(SUPPLIED MATERIAL Opens)

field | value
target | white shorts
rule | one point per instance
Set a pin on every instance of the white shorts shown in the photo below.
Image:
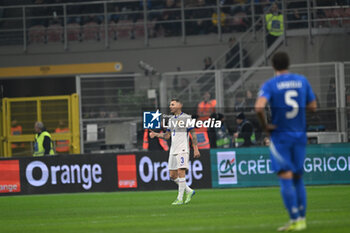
(177, 161)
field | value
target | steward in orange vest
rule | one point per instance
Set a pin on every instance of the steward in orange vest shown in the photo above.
(153, 144)
(62, 146)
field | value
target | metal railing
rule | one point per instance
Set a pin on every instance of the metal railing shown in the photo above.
(107, 21)
(330, 82)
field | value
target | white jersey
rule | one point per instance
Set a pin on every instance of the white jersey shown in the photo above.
(179, 134)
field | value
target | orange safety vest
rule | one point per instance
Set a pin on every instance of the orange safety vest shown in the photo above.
(16, 131)
(205, 109)
(163, 143)
(202, 138)
(62, 145)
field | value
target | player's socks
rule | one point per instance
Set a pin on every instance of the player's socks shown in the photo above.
(301, 195)
(289, 198)
(182, 187)
(176, 180)
(188, 189)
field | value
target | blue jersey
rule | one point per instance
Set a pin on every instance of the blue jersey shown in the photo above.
(288, 94)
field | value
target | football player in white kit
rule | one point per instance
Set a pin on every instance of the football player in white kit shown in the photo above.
(178, 130)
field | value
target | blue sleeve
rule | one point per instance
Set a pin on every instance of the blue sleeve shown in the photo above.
(265, 91)
(310, 96)
(189, 128)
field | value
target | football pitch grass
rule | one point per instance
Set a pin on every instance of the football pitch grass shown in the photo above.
(255, 210)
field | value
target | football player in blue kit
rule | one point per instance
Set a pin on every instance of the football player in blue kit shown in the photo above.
(289, 96)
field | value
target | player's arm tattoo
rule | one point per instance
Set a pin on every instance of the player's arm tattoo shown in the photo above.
(165, 135)
(194, 137)
(260, 111)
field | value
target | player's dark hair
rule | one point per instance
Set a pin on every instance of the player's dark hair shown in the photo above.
(280, 61)
(176, 100)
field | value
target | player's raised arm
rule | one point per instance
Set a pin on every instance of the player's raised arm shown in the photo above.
(165, 135)
(195, 143)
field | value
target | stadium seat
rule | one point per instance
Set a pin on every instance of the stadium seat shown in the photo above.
(139, 29)
(54, 33)
(339, 13)
(91, 31)
(124, 29)
(112, 31)
(346, 22)
(37, 34)
(73, 32)
(330, 16)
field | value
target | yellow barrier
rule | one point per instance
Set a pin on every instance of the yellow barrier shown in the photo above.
(26, 111)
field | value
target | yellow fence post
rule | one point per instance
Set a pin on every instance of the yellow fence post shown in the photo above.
(75, 124)
(72, 110)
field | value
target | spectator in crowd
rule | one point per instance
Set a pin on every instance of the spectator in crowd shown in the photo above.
(249, 101)
(115, 16)
(297, 12)
(62, 146)
(331, 94)
(180, 86)
(208, 64)
(42, 143)
(206, 107)
(169, 14)
(202, 136)
(232, 56)
(199, 23)
(239, 10)
(266, 141)
(223, 139)
(240, 103)
(73, 12)
(154, 144)
(274, 24)
(245, 135)
(215, 20)
(212, 132)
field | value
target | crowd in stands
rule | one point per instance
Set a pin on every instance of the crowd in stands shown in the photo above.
(125, 19)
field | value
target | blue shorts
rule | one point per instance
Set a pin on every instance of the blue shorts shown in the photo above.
(288, 154)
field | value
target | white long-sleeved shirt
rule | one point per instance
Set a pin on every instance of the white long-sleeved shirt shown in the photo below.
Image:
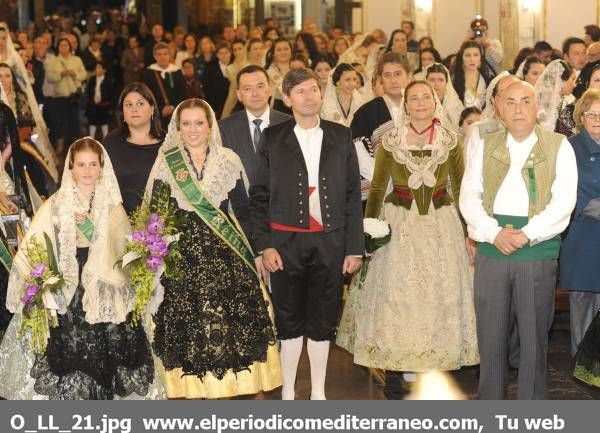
(366, 162)
(512, 197)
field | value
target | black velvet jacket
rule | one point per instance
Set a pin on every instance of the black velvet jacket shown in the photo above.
(279, 190)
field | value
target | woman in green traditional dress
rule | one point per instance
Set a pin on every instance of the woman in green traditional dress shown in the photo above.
(415, 311)
(213, 329)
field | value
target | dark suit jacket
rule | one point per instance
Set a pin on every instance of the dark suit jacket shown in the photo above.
(279, 191)
(216, 87)
(237, 136)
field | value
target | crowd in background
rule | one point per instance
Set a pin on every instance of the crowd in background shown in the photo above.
(71, 80)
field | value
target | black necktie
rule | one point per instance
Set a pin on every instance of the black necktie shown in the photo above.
(256, 134)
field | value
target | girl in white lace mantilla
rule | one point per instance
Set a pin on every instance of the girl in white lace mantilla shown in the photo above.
(93, 353)
(554, 92)
(415, 311)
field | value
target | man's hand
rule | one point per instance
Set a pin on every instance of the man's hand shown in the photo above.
(167, 110)
(471, 249)
(519, 238)
(351, 264)
(8, 203)
(272, 260)
(510, 240)
(262, 271)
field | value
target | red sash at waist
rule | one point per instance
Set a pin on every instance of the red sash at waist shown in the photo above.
(407, 194)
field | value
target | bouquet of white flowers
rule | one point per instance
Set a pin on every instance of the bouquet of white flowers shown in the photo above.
(377, 234)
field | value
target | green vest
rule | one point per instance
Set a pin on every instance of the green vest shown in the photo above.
(539, 172)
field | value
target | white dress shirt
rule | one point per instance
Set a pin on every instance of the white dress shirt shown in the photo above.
(512, 197)
(264, 117)
(310, 141)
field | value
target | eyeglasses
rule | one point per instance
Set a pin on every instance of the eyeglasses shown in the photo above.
(592, 115)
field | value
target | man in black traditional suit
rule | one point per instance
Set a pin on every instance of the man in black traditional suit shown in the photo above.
(166, 82)
(241, 131)
(307, 218)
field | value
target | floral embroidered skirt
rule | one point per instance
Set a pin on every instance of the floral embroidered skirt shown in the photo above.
(415, 310)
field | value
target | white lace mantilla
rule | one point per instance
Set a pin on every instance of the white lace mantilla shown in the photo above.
(107, 295)
(422, 168)
(222, 168)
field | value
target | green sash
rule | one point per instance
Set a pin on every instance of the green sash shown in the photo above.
(5, 256)
(214, 218)
(86, 228)
(546, 250)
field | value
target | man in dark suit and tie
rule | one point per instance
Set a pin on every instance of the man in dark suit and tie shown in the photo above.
(307, 223)
(241, 131)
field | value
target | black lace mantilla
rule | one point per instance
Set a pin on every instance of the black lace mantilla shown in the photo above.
(93, 362)
(214, 319)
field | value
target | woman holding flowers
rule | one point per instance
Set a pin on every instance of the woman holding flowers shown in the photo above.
(213, 330)
(70, 337)
(415, 310)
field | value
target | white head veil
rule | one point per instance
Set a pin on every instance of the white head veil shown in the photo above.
(422, 170)
(349, 56)
(489, 112)
(40, 136)
(107, 295)
(548, 89)
(222, 167)
(370, 66)
(519, 74)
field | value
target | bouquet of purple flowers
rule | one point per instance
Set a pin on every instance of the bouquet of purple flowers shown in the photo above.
(39, 305)
(152, 249)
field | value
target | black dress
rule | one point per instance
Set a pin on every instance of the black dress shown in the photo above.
(93, 361)
(132, 164)
(215, 319)
(587, 359)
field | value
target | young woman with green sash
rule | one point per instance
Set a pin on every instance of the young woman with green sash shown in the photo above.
(93, 352)
(213, 330)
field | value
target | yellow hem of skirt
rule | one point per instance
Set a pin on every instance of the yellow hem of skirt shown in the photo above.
(262, 376)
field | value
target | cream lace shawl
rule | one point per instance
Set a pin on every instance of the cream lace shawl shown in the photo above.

(SUPPLIED MATERIAL Closes)

Among the lines above, return those that contain the string "long".

WRITTEN REPLY:
target | white long-sleeved shirt
Set a pin on every instance of the white long-sleeved shirt shown in the photo below.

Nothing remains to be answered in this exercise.